▶ Items:
☆ ☆ ☆ ☆ ☆

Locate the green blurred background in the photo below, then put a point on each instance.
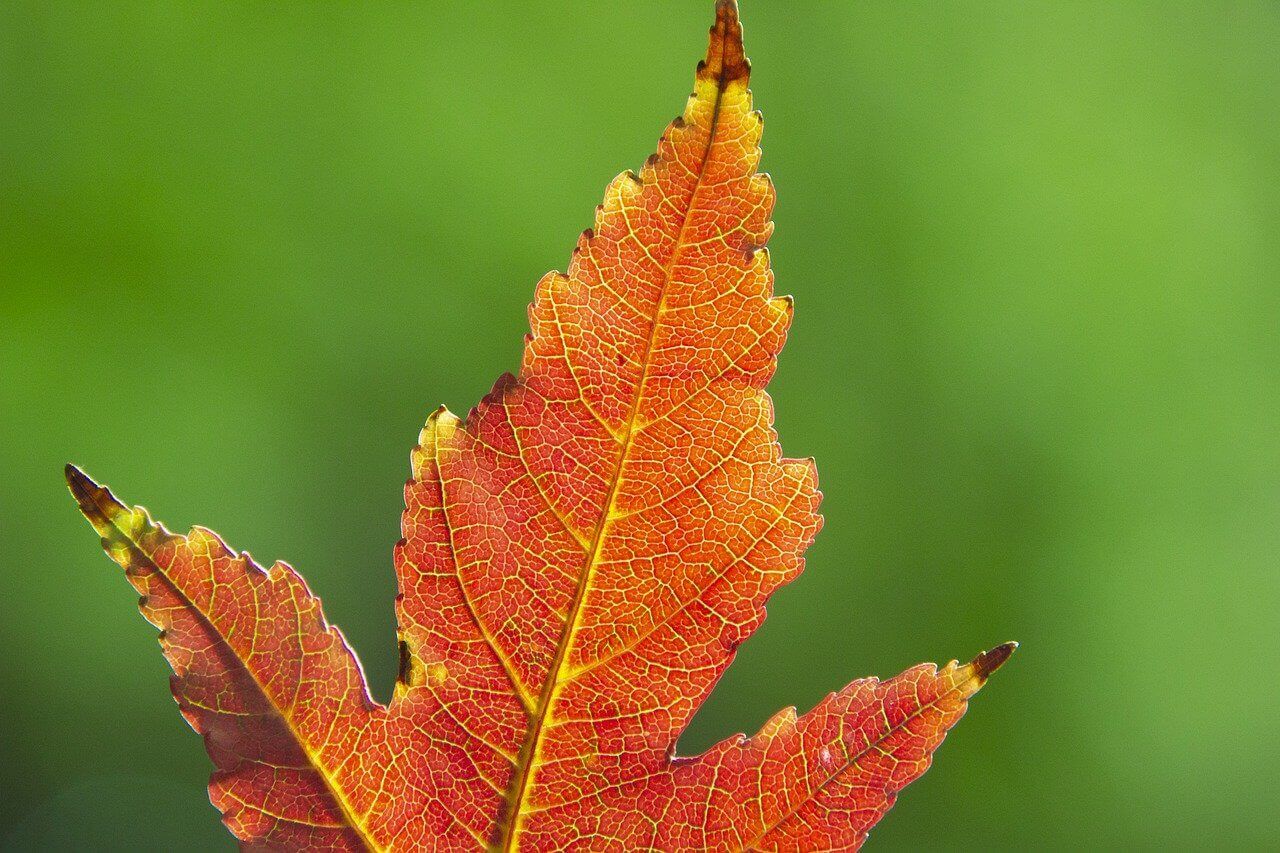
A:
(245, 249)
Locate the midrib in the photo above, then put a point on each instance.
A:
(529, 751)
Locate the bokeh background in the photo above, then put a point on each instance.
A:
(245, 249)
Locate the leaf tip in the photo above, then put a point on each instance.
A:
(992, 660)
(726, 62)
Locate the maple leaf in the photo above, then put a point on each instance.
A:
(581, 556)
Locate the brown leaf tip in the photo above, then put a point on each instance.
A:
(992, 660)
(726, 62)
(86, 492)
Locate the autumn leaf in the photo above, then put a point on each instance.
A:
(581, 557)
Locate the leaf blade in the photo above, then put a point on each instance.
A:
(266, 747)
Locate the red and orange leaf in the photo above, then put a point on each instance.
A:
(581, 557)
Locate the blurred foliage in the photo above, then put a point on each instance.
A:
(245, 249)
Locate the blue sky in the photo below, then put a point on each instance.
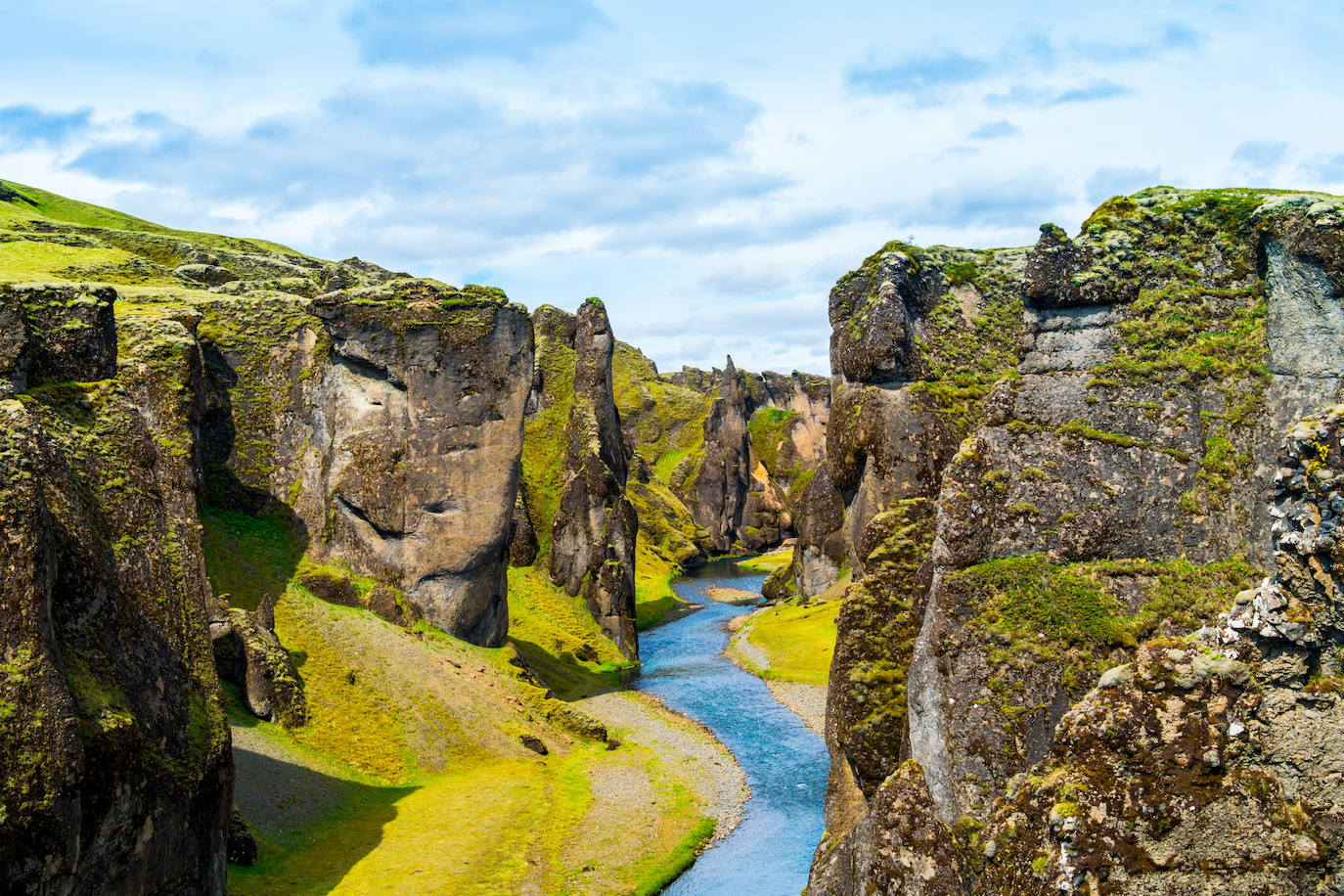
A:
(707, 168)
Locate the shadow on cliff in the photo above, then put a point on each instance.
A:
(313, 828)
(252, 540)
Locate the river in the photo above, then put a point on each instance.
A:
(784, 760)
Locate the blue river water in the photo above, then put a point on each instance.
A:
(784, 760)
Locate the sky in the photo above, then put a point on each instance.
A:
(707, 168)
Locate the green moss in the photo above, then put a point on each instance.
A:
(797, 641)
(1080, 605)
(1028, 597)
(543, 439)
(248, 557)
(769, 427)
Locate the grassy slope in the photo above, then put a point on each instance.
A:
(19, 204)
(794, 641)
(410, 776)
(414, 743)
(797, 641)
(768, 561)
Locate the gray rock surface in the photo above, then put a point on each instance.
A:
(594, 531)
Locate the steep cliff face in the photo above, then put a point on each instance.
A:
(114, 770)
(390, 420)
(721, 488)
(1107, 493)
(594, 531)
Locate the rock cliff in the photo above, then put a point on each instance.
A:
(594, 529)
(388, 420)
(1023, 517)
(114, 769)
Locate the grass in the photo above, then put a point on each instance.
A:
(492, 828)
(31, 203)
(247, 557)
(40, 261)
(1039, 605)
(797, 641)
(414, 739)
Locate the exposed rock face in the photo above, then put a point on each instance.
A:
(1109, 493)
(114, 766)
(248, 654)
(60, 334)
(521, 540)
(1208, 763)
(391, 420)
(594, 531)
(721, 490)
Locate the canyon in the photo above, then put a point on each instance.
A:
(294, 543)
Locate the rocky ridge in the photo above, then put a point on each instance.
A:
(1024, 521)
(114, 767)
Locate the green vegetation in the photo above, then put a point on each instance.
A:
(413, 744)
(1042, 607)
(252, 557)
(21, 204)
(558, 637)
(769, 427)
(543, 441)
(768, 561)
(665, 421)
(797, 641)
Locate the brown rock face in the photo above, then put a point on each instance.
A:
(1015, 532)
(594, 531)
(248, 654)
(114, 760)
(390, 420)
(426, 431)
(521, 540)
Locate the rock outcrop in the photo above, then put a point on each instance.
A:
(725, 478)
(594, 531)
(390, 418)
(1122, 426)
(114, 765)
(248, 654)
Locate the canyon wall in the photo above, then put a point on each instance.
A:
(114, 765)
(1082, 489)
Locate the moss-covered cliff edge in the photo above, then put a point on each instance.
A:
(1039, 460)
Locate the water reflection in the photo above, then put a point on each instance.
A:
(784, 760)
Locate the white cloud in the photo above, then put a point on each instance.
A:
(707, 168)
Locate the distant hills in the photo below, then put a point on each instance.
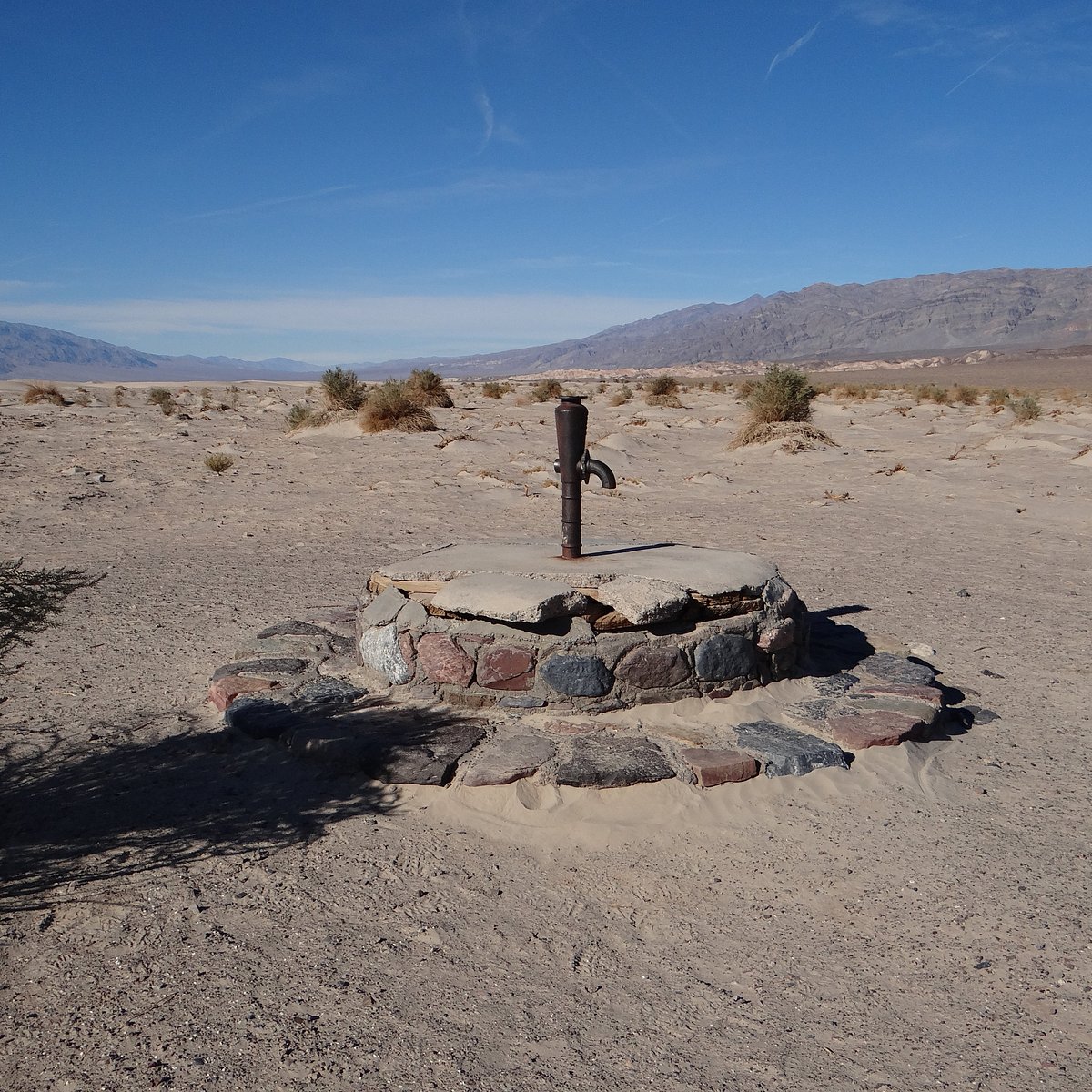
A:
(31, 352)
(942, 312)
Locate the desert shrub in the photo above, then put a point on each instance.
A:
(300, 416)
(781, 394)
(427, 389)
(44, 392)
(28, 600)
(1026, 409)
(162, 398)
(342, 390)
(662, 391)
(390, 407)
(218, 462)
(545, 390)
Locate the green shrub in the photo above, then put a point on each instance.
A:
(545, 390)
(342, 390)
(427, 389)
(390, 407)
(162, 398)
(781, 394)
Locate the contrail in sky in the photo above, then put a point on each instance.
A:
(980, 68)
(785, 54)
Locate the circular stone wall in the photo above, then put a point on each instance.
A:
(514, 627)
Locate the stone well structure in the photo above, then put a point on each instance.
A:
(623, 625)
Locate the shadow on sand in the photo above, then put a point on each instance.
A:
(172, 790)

☆ ☆ ☆ ☆ ☆

▶ What you are asked to do:
Your task is to retype all the entries exactly and leave out any pictures.

▶ Full output:
Locate the green blurred background in the photo below, then put a point on each instance.
A:
(245, 249)
Locate the midrib in the photo above, then put a point on each instance.
A:
(529, 751)
Locate the bokeh background in the photo above, then put a point on each instance.
A:
(245, 249)
Locate the leaf tip in the photo above, then put a point on each instance.
A:
(992, 660)
(726, 62)
Locate the maple leaf in the photo above, then put a point on each instance.
A:
(581, 556)
Locate the brown leaf tip in the photo above, then put a point on each instance.
A:
(992, 660)
(726, 62)
(86, 492)
Locate the autumn leaf in the photo above, then put a point on each instance.
A:
(581, 557)
Locate the leaf blade in the photo above, then put a point on each instance.
A:
(266, 747)
Locate the red and orange leaf in the photo above, then put a point on each instance.
A:
(581, 557)
Locate the blurred foliage in the photo above, then put a point on each instance.
A:
(245, 249)
Locate the blue sky in the photo below, then put a point on each instance.
A:
(707, 168)
Locate the shadow on cliff in the photo above, then put a point on each instance.
A:
(313, 828)
(252, 540)
Locate the river in the photo above, then put a point on each instance.
A:
(784, 760)
Locate the blue river water in the photo above, then put a point on each instance.
A:
(784, 760)
Locate the sky in the photo above, then put a point on each instance.
A:
(707, 168)
Locate the green moss in the photo above, then put a point on each instance.
A:
(797, 641)
(1080, 605)
(1028, 597)
(543, 439)
(248, 557)
(769, 427)
Locate the grassy slope in the photo above, then put a point on each instance.
A:
(19, 204)
(794, 641)
(410, 776)
(414, 743)
(797, 641)
(768, 561)
Locate the gray rock surface in the photo above, then put a point on each instance.
A:
(594, 531)
Locate the steep cliff face in the photo above, then put a point on each instance.
A:
(114, 770)
(390, 420)
(721, 488)
(1107, 493)
(594, 531)
Locate the rock cliff in the photo above, then put a point on each instance.
A:
(594, 529)
(388, 420)
(1023, 517)
(114, 769)
Locate the grass in the photo above, then put a point on each instance.
A:
(492, 828)
(31, 203)
(247, 557)
(40, 261)
(1039, 605)
(797, 641)
(414, 739)
Locate the exposed rock face in the photo above, then put a point on each instance.
A:
(1109, 493)
(114, 766)
(248, 654)
(60, 334)
(521, 540)
(1208, 763)
(391, 420)
(594, 531)
(721, 490)
Locate the canyon in the photo above, then put a point on each instance.
A:
(294, 543)
Locate the rocky ridge in the photo above, then put a point on each instance.
A:
(1024, 521)
(114, 767)
Locate the green vegetation in the photo above, then put a point on each instance.
A:
(413, 744)
(1042, 607)
(252, 557)
(21, 204)
(558, 637)
(769, 427)
(543, 441)
(768, 561)
(665, 421)
(797, 641)
Locate the brown rock face in the photo above, then put a point on each instance.
A:
(1015, 532)
(594, 531)
(248, 654)
(114, 760)
(390, 420)
(426, 431)
(521, 540)
Locate the rock outcrop in the photo above, then put a point on each instance.
A:
(725, 478)
(594, 531)
(390, 418)
(1122, 426)
(114, 765)
(248, 654)
Locate the canyon wall in the photo above, then put a point on each instance.
A:
(114, 765)
(1082, 489)
Locate the moss-covered cliff edge in the photo above, then put a point on each instance.
A:
(1039, 460)
Locate the water reflection in the photo above, then put a point on each instance.
A:
(784, 760)
Locate the white cloud in the photo above, then put a point on each instance.
A:
(707, 168)
Locate the distant hills in the photo below, then put a point on each instance.
A:
(31, 352)
(942, 312)
Locate the desert shrub in the photo above, then put a point on each instance.
A:
(300, 416)
(781, 394)
(427, 389)
(44, 392)
(28, 600)
(1026, 409)
(162, 398)
(342, 390)
(662, 391)
(390, 407)
(218, 462)
(545, 390)
Locate the green shrub in the photo above, then put a point on each instance.
A:
(545, 390)
(342, 390)
(427, 389)
(390, 407)
(162, 398)
(781, 394)
Locate the contrail in sky in the photo above, then put a point on each instance.
A:
(980, 68)
(785, 54)
Locate the circular stone wall in the photo above, then put a point on each instance.
A:
(514, 627)
Locate the stone well structure in the photo above, then put a point on each instance.
A:
(623, 625)
Locate the shadow on sand in the photo above, then put a point on each instance.
A:
(172, 790)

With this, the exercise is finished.